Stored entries
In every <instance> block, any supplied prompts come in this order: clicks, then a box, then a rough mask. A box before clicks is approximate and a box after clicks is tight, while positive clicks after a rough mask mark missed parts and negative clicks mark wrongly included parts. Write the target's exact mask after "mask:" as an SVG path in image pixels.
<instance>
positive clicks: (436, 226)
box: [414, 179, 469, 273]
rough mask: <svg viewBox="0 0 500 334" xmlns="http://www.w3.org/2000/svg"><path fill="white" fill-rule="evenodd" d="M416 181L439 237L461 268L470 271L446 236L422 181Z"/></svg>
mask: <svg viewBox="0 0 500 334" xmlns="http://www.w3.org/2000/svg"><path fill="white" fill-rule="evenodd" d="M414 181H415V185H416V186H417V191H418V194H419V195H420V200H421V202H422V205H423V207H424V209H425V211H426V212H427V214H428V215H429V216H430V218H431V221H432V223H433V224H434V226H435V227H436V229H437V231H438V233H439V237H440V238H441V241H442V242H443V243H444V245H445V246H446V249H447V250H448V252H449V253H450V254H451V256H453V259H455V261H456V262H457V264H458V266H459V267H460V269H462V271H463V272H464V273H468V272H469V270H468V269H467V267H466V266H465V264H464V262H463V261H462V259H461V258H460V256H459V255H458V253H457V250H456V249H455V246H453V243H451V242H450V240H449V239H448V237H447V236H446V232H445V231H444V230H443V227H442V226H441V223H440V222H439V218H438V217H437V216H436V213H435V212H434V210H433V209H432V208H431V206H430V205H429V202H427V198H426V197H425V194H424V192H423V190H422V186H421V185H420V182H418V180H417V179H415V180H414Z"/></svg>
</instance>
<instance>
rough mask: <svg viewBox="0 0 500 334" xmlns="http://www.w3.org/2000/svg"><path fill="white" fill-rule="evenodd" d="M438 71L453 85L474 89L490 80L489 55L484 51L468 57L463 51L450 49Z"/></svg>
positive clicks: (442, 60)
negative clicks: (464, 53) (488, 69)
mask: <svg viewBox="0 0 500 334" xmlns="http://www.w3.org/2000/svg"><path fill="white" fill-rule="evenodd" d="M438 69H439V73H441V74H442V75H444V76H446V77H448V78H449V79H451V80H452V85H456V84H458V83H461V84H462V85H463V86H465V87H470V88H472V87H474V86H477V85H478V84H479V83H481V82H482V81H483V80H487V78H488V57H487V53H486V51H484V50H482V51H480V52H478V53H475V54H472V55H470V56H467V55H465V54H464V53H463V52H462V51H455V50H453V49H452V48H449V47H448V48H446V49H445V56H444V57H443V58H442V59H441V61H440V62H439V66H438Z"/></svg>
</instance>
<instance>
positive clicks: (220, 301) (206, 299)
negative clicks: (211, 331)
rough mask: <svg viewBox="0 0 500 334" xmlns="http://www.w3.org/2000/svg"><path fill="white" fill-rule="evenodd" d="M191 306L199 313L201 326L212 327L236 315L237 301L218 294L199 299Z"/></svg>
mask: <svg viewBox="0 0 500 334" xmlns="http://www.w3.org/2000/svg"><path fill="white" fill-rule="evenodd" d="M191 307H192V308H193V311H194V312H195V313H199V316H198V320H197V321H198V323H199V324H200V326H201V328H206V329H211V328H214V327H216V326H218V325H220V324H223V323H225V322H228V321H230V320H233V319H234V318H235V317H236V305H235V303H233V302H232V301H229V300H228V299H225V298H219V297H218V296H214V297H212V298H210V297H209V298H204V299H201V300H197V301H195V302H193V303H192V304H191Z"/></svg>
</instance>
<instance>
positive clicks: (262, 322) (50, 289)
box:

■ REQUIRED ACTION ■
Copy out the records once more. Match them exactly.

■ SOLUTION FOR THIS TASK ■
In every <instance> block, any supplied prompts come in this order: clicks, then a box, then a rough mask. A box before clicks is approximate and a box after clicks is tight, while positive clicks after a rough mask mark missed parts and negative clicks mark wrongly included parts. Write the target's exact mask after "mask:" as an SVG path in image pixels.
<instance>
positive clicks: (436, 226)
box: [414, 179, 469, 273]
rough mask: <svg viewBox="0 0 500 334" xmlns="http://www.w3.org/2000/svg"><path fill="white" fill-rule="evenodd" d="M416 181L439 237L461 268L470 271L446 236L422 181Z"/></svg>
mask: <svg viewBox="0 0 500 334" xmlns="http://www.w3.org/2000/svg"><path fill="white" fill-rule="evenodd" d="M414 181H415V185H416V186H417V191H418V194H419V195H420V200H421V202H422V205H423V207H424V209H425V211H426V212H427V214H428V215H429V216H430V218H431V221H432V223H433V224H434V226H435V227H436V229H437V231H438V233H439V237H440V238H441V241H442V242H443V243H444V245H445V246H446V249H447V250H448V252H449V253H450V254H451V256H453V259H455V261H456V262H457V264H458V266H459V267H460V269H462V271H463V272H464V273H468V272H469V270H468V269H467V267H466V266H465V264H464V262H463V261H462V259H461V258H460V256H459V255H458V253H457V250H456V249H455V246H453V243H451V242H450V240H449V239H448V237H447V236H446V232H445V231H444V230H443V227H442V226H441V223H440V222H439V218H438V217H437V216H436V213H435V212H434V210H433V209H432V208H431V206H430V205H429V202H427V198H426V197H425V194H424V192H423V190H422V186H421V185H420V182H418V180H417V179H415V180H414Z"/></svg>
</instance>
<instance>
rough mask: <svg viewBox="0 0 500 334" xmlns="http://www.w3.org/2000/svg"><path fill="white" fill-rule="evenodd" d="M438 71L453 85L474 89L490 80L489 55L484 51L468 57L463 51L450 49Z"/></svg>
positive clicks: (442, 60)
negative clicks: (464, 53) (488, 69)
mask: <svg viewBox="0 0 500 334" xmlns="http://www.w3.org/2000/svg"><path fill="white" fill-rule="evenodd" d="M438 69H439V73H441V74H442V75H444V76H446V77H448V78H449V79H451V80H452V85H456V84H458V83H461V84H462V85H463V86H465V87H470V88H472V87H474V86H477V85H478V84H479V83H481V82H482V81H483V80H487V78H488V57H487V53H486V51H484V50H482V51H480V52H478V53H475V54H472V55H470V56H467V55H465V54H464V53H463V52H462V51H455V50H453V49H452V48H449V47H448V48H446V49H445V56H444V57H443V58H442V59H441V61H440V62H439V66H438Z"/></svg>
</instance>
<instance>
positive clicks: (220, 301) (206, 299)
negative clicks: (211, 331)
rough mask: <svg viewBox="0 0 500 334" xmlns="http://www.w3.org/2000/svg"><path fill="white" fill-rule="evenodd" d="M191 306L199 313L201 326L212 327L236 315L237 301L218 294L199 299Z"/></svg>
mask: <svg viewBox="0 0 500 334" xmlns="http://www.w3.org/2000/svg"><path fill="white" fill-rule="evenodd" d="M191 307H192V308H193V311H194V312H195V313H199V316H198V320H197V321H198V323H199V324H200V326H201V328H206V329H211V328H214V327H216V326H218V325H220V324H223V323H225V322H228V321H230V320H233V319H234V318H235V317H236V305H235V303H233V302H232V301H229V300H228V299H225V298H219V297H218V296H214V297H212V298H210V297H209V298H204V299H201V300H197V301H195V302H193V303H192V304H191Z"/></svg>
</instance>
<instance>
positive clicks: (262, 322) (50, 289)
box:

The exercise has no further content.